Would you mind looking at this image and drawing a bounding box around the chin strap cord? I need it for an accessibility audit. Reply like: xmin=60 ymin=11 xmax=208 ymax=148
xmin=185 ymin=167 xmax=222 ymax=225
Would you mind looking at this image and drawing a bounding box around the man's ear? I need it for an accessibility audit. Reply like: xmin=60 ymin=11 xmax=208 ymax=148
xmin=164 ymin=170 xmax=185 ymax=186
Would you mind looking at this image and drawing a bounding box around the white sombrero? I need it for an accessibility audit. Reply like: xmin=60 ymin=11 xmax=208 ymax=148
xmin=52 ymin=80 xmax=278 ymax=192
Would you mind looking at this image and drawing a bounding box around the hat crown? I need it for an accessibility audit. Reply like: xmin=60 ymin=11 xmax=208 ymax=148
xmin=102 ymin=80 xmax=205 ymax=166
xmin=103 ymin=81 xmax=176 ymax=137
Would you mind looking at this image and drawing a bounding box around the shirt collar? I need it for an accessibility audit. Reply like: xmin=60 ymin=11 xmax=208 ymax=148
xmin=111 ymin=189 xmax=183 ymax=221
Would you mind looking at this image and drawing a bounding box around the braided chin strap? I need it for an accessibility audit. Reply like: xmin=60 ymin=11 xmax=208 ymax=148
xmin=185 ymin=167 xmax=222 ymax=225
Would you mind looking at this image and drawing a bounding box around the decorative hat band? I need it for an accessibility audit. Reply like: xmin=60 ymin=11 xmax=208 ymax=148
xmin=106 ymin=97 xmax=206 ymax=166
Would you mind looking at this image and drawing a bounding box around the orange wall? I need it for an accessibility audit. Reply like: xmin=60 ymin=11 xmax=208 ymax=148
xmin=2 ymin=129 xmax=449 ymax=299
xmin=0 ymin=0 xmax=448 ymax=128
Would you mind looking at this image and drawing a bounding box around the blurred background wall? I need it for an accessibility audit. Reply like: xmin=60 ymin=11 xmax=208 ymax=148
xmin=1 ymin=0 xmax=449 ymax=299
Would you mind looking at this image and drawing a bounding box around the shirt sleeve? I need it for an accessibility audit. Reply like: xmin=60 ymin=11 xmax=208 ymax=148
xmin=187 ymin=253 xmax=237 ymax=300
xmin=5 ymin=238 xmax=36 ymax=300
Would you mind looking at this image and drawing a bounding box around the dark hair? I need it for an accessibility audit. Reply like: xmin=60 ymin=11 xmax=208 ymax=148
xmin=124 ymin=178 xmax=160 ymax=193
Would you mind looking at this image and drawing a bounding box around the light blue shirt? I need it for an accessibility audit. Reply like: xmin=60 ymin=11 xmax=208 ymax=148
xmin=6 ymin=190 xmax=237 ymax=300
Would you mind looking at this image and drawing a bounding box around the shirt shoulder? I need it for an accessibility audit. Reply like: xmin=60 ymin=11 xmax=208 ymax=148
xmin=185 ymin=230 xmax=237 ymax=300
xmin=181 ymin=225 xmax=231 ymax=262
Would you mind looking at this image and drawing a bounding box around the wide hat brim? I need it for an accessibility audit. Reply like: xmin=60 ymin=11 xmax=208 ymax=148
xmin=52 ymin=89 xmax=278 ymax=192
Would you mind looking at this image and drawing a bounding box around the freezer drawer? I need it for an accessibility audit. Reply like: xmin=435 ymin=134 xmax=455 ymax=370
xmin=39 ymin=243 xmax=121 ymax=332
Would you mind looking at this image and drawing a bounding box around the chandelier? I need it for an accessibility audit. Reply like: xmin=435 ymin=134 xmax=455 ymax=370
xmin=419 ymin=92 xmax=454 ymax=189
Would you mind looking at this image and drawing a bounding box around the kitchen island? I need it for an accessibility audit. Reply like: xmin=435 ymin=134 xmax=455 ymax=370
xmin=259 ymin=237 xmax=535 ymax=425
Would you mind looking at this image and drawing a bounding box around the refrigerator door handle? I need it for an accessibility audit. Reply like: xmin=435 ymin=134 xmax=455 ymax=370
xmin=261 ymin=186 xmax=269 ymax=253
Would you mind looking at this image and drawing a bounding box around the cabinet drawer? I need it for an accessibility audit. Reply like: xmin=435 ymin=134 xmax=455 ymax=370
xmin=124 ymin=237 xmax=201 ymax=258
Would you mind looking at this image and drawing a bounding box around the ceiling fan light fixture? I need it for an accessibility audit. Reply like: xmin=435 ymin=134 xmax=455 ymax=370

■ TASK REQUIREMENTS
Repeat the listing in full so that each line matches exactly.

■ ANSWER TO THE PROBLEM
Would you mind looking at this image and drawing a bounding box around the chin strap cord? I need it for an accessibility audit. Reply like: xmin=60 ymin=11 xmax=208 ymax=148
xmin=185 ymin=167 xmax=222 ymax=225
Would you mind looking at this image and drawing a bounding box around the man's ear? I need it for an accessibility audit. Reply like: xmin=60 ymin=11 xmax=208 ymax=148
xmin=164 ymin=170 xmax=185 ymax=186
Would you mind looking at this image and drawing a bounding box around the white sombrero? I need it for an accessibility audit. Reply like: xmin=60 ymin=11 xmax=208 ymax=148
xmin=52 ymin=80 xmax=278 ymax=192
Would you mind looking at this image and drawing a bounding box around the hat crown? I need it for an accessibility audit. Reply like: xmin=60 ymin=11 xmax=208 ymax=148
xmin=102 ymin=80 xmax=205 ymax=166
xmin=103 ymin=81 xmax=176 ymax=137
Would you mind looking at this image and drawing a bounding box around the shirt collar? I need it for an accessibility audit. Reply like: xmin=60 ymin=11 xmax=208 ymax=148
xmin=111 ymin=189 xmax=183 ymax=221
Would you mind looking at this image and drawing a bounding box around the braided chin strap? I need it for an accessibility audit. Reply like: xmin=60 ymin=11 xmax=208 ymax=148
xmin=185 ymin=167 xmax=222 ymax=225
Would you mind looking at this image and drawing a bounding box around the decorative hat band? I need it for an accessibility audit. Reply like: xmin=60 ymin=11 xmax=208 ymax=148
xmin=106 ymin=97 xmax=206 ymax=166
Would you mind looking at this image and drawing a bounding box around the orange wall? I need it for an accessibility audit. Reply like: xmin=60 ymin=11 xmax=208 ymax=148
xmin=2 ymin=129 xmax=449 ymax=299
xmin=0 ymin=0 xmax=448 ymax=128
Would you mind looking at this image and drawing a bounding box around the blurred background wall? I need it for an accessibility audit. Reply like: xmin=60 ymin=11 xmax=208 ymax=148
xmin=1 ymin=0 xmax=449 ymax=299
Would you mind looking at this image and drawing a bounding box around the shirt sleeve? I need it for an accessibility audit. Reply like: xmin=60 ymin=11 xmax=208 ymax=148
xmin=187 ymin=253 xmax=237 ymax=300
xmin=5 ymin=238 xmax=36 ymax=300
Would you mind looking at this image and drawing a bounding box around the dark hair? I need it for an accessibility audit. Reply like: xmin=60 ymin=11 xmax=208 ymax=148
xmin=124 ymin=178 xmax=160 ymax=193
Would you mind looking at this image and drawing a bounding box around the light blue shirt? I need it for an accessibility audit. Reply like: xmin=60 ymin=11 xmax=208 ymax=148
xmin=6 ymin=190 xmax=237 ymax=300
Would you mind looking at this image and drawing a bounding box around the shirt shoulder? I need it for an accessibility audit. Reply like: xmin=60 ymin=11 xmax=208 ymax=148
xmin=185 ymin=230 xmax=237 ymax=300
xmin=181 ymin=225 xmax=231 ymax=262
Would you mind looking at this image and drawing a bounding box around the wide hat brim? I need it for an accessibility audit. Reply like: xmin=60 ymin=11 xmax=208 ymax=148
xmin=52 ymin=89 xmax=278 ymax=192
Would you mind looking at this image and drawing a bounding box around the freezer drawer? I need it for an accessibility audit. Reply like: xmin=435 ymin=134 xmax=455 ymax=370
xmin=39 ymin=243 xmax=121 ymax=332
Would you mind looking at this image and drawing a bounding box around the chandelier? I need it for an accessibility audit. Reply like: xmin=435 ymin=134 xmax=455 ymax=370
xmin=419 ymin=92 xmax=454 ymax=189
Would you mind looking at this image and drawing a bounding box around the kitchen island? I need it for an accessibility audit. Reply like: xmin=435 ymin=134 xmax=455 ymax=370
xmin=259 ymin=237 xmax=535 ymax=425
Would you mind looking at this image and drawing a bounding box around the refrigerator door handle? I need it for an accessibility audit. Reply like: xmin=435 ymin=134 xmax=455 ymax=370
xmin=261 ymin=186 xmax=269 ymax=253
Would you mind looking at this image and drawing a bounding box around the cabinet drawer? I need it for an accessibility audit. Reply like: xmin=435 ymin=134 xmax=455 ymax=370
xmin=124 ymin=237 xmax=201 ymax=258
Would you mind looking at this image and drawing a bounding box around the ceiling fan light fixture? I need it for an accessibility audit. Reply like: xmin=435 ymin=134 xmax=455 ymax=370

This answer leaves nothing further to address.